**WHAT IS EXPECTED**
The data follows this line. Copy verbatim the line with "[ ] one point per instance of the halter cheek" and each line after it to the end.

(Stored items from a collection)
##############################

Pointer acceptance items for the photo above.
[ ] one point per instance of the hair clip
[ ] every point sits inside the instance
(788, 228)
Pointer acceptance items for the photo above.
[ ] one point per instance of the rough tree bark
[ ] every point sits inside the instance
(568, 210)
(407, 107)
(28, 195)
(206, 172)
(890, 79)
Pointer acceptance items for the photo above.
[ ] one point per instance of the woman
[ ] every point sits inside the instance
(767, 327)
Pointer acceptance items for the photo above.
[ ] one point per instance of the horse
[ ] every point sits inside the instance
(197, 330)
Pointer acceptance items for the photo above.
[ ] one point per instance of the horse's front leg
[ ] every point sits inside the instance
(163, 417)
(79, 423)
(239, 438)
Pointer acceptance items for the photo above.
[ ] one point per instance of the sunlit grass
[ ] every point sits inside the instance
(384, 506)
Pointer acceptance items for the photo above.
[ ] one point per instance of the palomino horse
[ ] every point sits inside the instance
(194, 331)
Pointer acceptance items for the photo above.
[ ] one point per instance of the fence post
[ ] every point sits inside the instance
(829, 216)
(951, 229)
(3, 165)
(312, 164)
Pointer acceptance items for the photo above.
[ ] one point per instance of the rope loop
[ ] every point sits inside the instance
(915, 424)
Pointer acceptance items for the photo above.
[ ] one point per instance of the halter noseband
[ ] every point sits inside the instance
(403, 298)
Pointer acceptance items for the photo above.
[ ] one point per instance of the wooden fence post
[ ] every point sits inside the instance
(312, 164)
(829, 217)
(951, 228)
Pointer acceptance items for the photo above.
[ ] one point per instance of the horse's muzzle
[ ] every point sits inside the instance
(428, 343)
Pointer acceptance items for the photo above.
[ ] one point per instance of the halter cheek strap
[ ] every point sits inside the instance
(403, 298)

##############################

**ANSWER AREA**
[ ] one point per instance of the halter cheek strap
[ ] every point sits inside the instance
(403, 298)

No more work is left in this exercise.